Skip all pictures, then print the remaining material exactly.

Data listing start

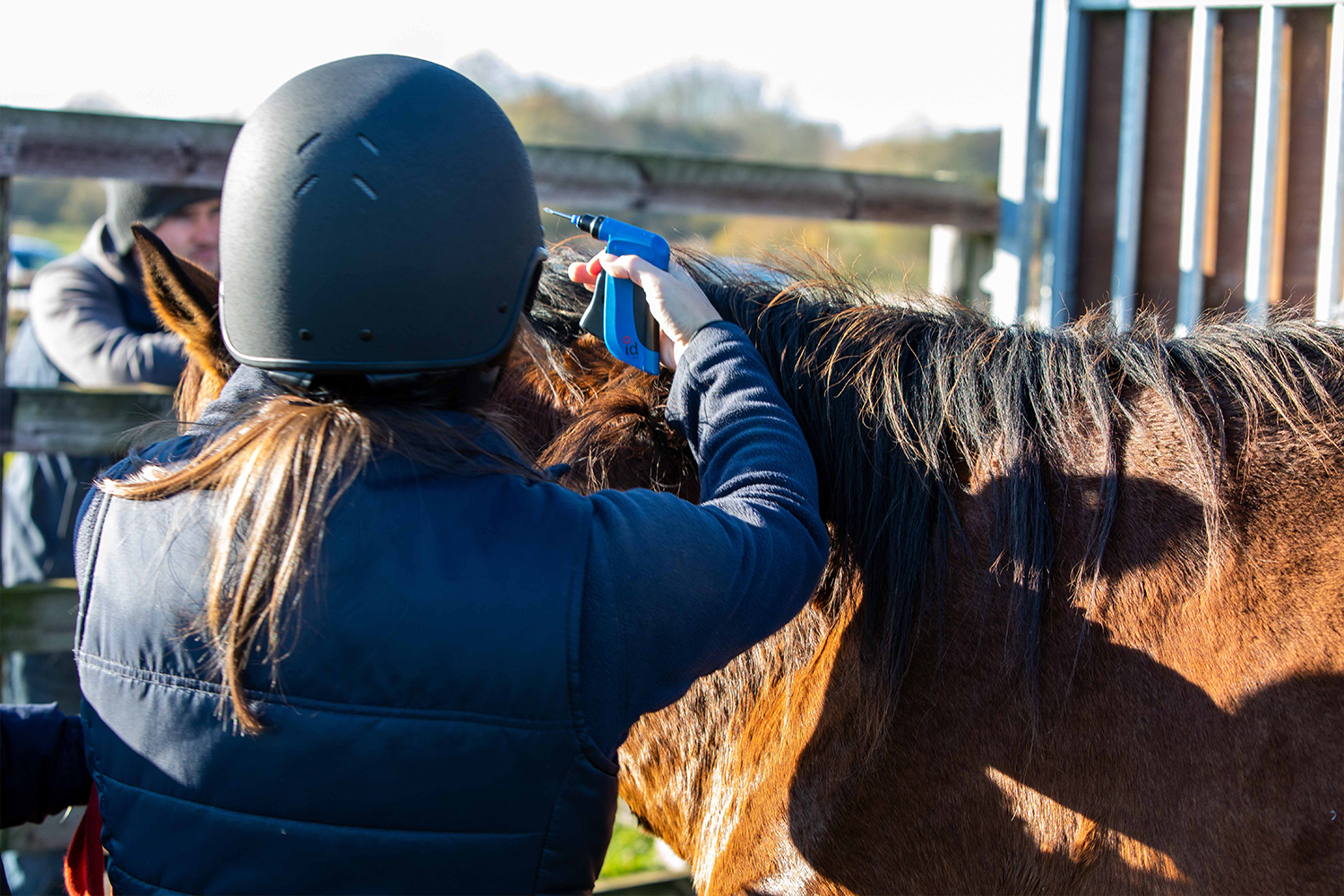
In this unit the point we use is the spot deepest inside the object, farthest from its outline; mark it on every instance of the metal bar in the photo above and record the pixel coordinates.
(62, 144)
(1031, 174)
(1129, 180)
(1187, 4)
(1265, 150)
(4, 322)
(1190, 301)
(1330, 265)
(1064, 226)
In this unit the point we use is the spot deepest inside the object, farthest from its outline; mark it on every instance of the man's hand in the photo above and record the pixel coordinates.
(677, 303)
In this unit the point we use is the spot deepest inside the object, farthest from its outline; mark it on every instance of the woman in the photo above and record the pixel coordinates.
(343, 638)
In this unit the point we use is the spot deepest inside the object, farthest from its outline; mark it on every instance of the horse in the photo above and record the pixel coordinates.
(1082, 624)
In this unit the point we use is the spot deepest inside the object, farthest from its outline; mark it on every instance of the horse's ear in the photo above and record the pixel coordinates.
(185, 300)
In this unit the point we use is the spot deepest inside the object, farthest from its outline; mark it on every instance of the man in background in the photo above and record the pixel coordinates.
(89, 324)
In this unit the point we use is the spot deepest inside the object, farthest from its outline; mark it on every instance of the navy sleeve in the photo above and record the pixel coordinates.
(42, 763)
(676, 590)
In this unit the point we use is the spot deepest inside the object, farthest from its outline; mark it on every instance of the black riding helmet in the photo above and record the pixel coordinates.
(379, 217)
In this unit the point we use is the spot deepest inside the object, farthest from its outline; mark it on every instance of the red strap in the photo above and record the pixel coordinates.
(83, 857)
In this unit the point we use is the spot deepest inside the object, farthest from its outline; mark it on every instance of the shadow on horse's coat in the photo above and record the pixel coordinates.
(1083, 619)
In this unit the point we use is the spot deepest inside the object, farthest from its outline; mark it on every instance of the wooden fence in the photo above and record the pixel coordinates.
(94, 422)
(1190, 155)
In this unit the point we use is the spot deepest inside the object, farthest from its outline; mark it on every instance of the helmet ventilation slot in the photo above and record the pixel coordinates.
(359, 182)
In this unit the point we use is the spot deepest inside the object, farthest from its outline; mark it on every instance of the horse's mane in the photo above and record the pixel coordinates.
(906, 403)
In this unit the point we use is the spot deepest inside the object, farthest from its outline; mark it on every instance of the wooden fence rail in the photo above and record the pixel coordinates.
(37, 142)
(97, 422)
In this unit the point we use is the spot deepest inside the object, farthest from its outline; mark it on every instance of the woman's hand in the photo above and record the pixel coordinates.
(677, 303)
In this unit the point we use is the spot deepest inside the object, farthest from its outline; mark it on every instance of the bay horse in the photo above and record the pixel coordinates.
(1082, 624)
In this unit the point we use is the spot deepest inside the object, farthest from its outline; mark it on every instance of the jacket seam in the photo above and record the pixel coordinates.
(85, 583)
(179, 683)
(145, 883)
(574, 637)
(105, 777)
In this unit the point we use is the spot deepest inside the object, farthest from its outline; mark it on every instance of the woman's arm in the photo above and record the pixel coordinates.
(675, 590)
(42, 763)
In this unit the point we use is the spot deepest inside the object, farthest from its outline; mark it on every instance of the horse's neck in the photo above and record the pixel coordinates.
(683, 769)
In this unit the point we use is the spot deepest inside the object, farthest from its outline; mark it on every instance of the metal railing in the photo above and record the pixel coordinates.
(94, 422)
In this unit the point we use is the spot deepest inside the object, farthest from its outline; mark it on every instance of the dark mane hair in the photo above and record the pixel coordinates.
(902, 401)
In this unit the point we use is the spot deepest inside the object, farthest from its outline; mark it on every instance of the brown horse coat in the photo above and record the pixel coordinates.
(1082, 627)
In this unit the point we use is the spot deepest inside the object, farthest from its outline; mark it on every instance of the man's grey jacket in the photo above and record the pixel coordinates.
(89, 324)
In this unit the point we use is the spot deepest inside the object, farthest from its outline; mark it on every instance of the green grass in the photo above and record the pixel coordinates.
(65, 236)
(631, 852)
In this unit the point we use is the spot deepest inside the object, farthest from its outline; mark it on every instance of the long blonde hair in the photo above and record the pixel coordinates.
(280, 463)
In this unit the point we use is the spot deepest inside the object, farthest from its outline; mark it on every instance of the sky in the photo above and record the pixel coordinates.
(871, 66)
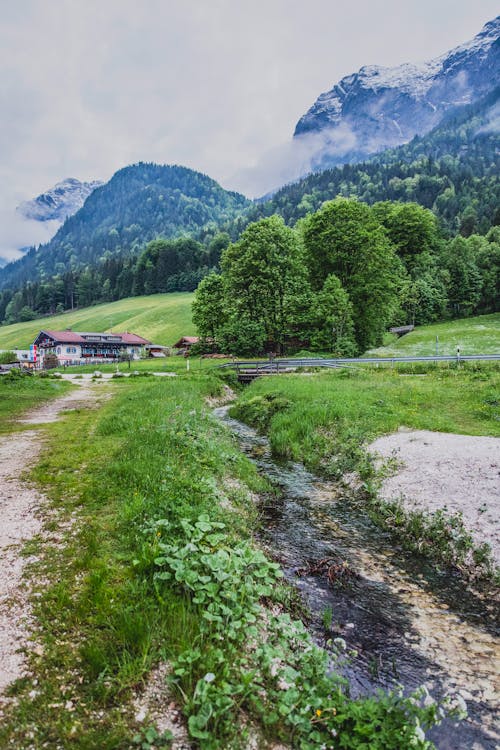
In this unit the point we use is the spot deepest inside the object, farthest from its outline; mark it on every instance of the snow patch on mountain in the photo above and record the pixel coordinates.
(61, 201)
(382, 107)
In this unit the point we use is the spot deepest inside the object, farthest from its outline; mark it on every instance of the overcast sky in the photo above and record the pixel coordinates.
(89, 86)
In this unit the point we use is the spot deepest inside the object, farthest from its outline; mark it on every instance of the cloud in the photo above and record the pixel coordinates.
(87, 88)
(17, 232)
(293, 160)
(492, 124)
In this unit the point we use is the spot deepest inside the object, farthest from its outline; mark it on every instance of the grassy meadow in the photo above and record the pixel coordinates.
(147, 557)
(161, 318)
(479, 335)
(20, 393)
(324, 417)
(327, 419)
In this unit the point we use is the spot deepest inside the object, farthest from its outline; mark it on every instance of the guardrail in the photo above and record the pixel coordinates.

Data listing end

- **Answer to this problem**
In this unit the point we use is the spot deepest inside the object, farthest from its outline; mark it on every instance of the metal bar in the photo above and record the pixel coordinates.
(62, 144)
(1031, 174)
(1129, 180)
(1187, 4)
(1265, 150)
(4, 322)
(1190, 301)
(1330, 265)
(1064, 226)
In this unit the point we use is the spot deepest inside the object, farthest from its outline; mark it on every instance of the man's hand in the photo above and record the pixel coordinates.
(677, 303)
In this unit the point we use is the spot deepest inside the object, farthest from its outline; mark it on every instance of the woman in the photo above and record the pixel coordinates.
(343, 638)
In this unit the point we use is the spot deepest inside the object, farthest from its outline; mark it on every instance of the horse in the photo above and record the pixel coordinates.
(1082, 624)
In this unit the point we use is the spot deepest inside the object, farthest from its outline; mark it on every instance of the horse's ear in the photo above and record the pixel coordinates.
(185, 300)
In this unit the point we use is the spot deepest inside the object, farthest from its outline; mark it on every instance of the man in background in the photo above and record the pixel coordinates.
(89, 324)
In this unit the point we use is the spot deepest inside the object, farthest from its outline; mark it on every instance of the navy sleeve in the photo above and record the pixel coordinates.
(42, 763)
(676, 590)
In this unit the point we use is the spot deepest inside the object, farthest from its outline; mark it on every instance of the black riding helmet in the photo above and record the pixel coordinates.
(379, 217)
In this unit the point we use is the spot deepest inside the object, farthest from its outline; mark it on every instance of the red strap in the photo above and record the pixel coordinates.
(83, 857)
In this unit the point we use is the spot deepest inside the object, farthest from its outline; mark it on every instance of the shadow on horse's coat in the photo above and record the pixel coordinates.
(1083, 619)
In this unit the point we use is the spot deepest inside the object, farthest from its outline; mark it on every instance of the wooden fence in the photo above and record the pixel coordinates.
(94, 422)
(1190, 155)
In this unit the point we use is the spot deepest inside the object, farthest from its outline; mark it on every instance of the helmet ventilation slot in the photo above and record the pixel coordinates.
(359, 182)
In this unit the point we use is the spot deepest inside the object, farthest from its outline; mark it on every instance of the horse's mane in the photo above and record the pixel coordinates.
(906, 403)
In this unit the point we use is the spot deepest inside the object, farthest from its outline; mark it on every instance of the wooden fence rail in the photo above and record the pixel coordinates.
(37, 142)
(97, 422)
In this unit the point we use is the spot deepest inside the object, farthest from its outline; mark it on every instance of the woman's hand in the photo above and record the pixel coordinates.
(677, 303)
In this unit the point we use is the spot deepest inside the object, farthest from its outline; mark it on every instance of the bay horse in the photo above and record the pixel coordinates.
(1082, 624)
In this unit the point we use is the spot deepest inside the object, farthest from its outline; mark it on every instance of the jacket seam in the photo above and record the pixel coordinates.
(85, 583)
(179, 683)
(145, 883)
(574, 637)
(105, 777)
In this unit the point we use is the spot deepest inside the object, farthest from its outline; mark it on every instance of the woman's arm in the photo above and record the pixel coordinates.
(675, 590)
(42, 763)
In this unit the point we use is the spot deepest inside the object, farthest from its outline; mark it on every instance of the horse's neck in the photo above and record the pixel coordinates.
(683, 769)
In this unit the point we use is the spot deepest inside the object, farthest from its outline; mark it on every instance of the metal railing in the photo above and record the pixel coordinates.
(94, 422)
In this unit the point we use is the spot deepest inside the object, farthest from its outline; mark it on every instance of the dark mane hair in the photo above and record the pixel coordinates.
(902, 401)
In this unit the point we use is the spot deepest inside the object, farthest from its outline; mark it on every instance of the brown horse coat in the photo above and record the pixel coordinates.
(1082, 627)
In this unit the point we use is the spot deepest inside the object, farthest from its outline; mark it on every instance of the man's grey jacket in the photo above and record the pixel coordinates.
(89, 324)
In this unit the point we use is the spot deepest inside the object, farthest from its outline; mark it on every instance of the green grass in the photo above and record the pixel coordinates.
(65, 236)
(631, 852)
In this unit the point we use is the spot deepest inside the object, farthest from its outline; mark it on every instance of the long blonde hair in the photo above and record the pixel coordinates.
(280, 463)
In this unit the point we use is the spot deepest inside the object, farthest from its outline; mark it on every instance of the sky in the photo above and record the pixel coordinates.
(871, 66)
In this unit the point we use is the spot deepest inside the object, farthest from its outline; mark it on every instance of the snow patch on mountain in the photo above and record the pixel coordinates.
(61, 201)
(382, 107)
In this unit the point we use is the spot deepest inside the object, farthest from its outline; mark it on every instance of the overcast sky in the photo above and record the pixel coordinates.
(89, 86)
In this unit the point we use is the spot deepest inside the object, farthest from its outline; mark it on every instance of the cloud in the photo above and record the pixel coordinates.
(87, 88)
(17, 232)
(293, 160)
(492, 124)
In this unit the point we use is the spot deepest inside the object, farthest from its outline; mark it on every instance of the grassy meadow in the photo above and record the pixel coordinates.
(147, 557)
(161, 318)
(479, 335)
(20, 393)
(324, 417)
(327, 419)
In this unit the point we use is the spot deepest inside the object, farthest from its outline; mark it on every instance of the guardrail in the photo above and record the pixel coordinates.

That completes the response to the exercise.